Retype every one of the following lines character for character, leaving out any pictures.

* begin Dataset entries *

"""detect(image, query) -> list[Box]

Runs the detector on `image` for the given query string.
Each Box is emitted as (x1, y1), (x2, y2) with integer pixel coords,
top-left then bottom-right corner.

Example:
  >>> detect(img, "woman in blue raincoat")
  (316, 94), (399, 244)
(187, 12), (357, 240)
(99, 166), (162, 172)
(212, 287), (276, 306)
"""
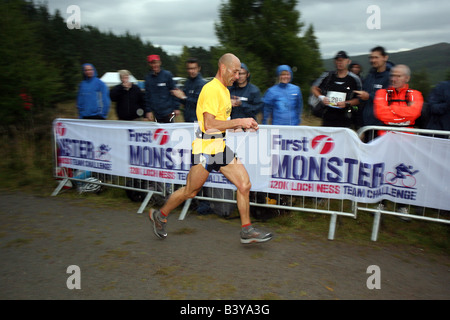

* end Dataset entries *

**Answer below:**
"""detect(image, query) -> list[Box]

Runs the detector on `image` for the given query string.
Each Box is emitted as (x1, y1), (x2, y2) with integer pixel coords,
top-left then bottom-right corner.

Example:
  >>> detect(img, "woman in blue raincoat")
  (316, 94), (399, 244)
(187, 12), (357, 240)
(99, 166), (162, 172)
(212, 287), (276, 306)
"""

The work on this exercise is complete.